Look in the data below for the line that contains "Can you see the clear". Copy that line and the remaining lines exactly.

───── Input ─────

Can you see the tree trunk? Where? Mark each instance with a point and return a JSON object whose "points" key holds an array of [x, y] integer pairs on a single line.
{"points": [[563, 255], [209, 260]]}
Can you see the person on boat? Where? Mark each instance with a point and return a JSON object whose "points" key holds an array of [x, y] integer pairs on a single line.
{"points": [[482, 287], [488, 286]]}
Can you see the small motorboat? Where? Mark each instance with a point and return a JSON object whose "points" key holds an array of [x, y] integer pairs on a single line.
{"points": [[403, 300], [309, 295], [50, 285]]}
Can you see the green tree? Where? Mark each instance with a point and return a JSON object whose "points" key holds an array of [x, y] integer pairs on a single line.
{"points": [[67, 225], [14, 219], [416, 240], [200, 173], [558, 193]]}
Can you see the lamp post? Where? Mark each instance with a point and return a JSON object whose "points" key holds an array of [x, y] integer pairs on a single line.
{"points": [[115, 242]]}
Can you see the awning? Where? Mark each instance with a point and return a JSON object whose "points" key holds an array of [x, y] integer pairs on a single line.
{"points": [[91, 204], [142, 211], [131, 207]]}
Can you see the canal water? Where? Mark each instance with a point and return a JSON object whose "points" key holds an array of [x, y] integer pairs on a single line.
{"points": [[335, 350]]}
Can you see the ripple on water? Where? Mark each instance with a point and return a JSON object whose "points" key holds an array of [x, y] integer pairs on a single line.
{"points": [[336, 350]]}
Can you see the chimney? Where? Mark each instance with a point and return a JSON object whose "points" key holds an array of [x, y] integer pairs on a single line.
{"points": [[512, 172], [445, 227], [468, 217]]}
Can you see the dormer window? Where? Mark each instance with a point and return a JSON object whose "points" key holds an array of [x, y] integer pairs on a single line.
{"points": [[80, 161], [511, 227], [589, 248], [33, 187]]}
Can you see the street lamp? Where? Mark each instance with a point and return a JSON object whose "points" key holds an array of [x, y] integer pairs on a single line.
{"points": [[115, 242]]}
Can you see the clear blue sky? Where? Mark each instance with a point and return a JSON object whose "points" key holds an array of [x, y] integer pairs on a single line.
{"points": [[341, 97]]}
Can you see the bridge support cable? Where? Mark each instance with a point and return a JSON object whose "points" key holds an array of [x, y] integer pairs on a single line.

─────

_Reply_:
Can you see the clear blue sky? Where? Mark each instance with a point and return a JSON object whose "points" key holds an array of [x, y] integer pairs on a single line.
{"points": [[341, 97]]}
Can you see the bridge support cable? Where? Mark each instance with a point and return a JSON object whose "points" key holds an array of [x, y] integer pairs on a single line.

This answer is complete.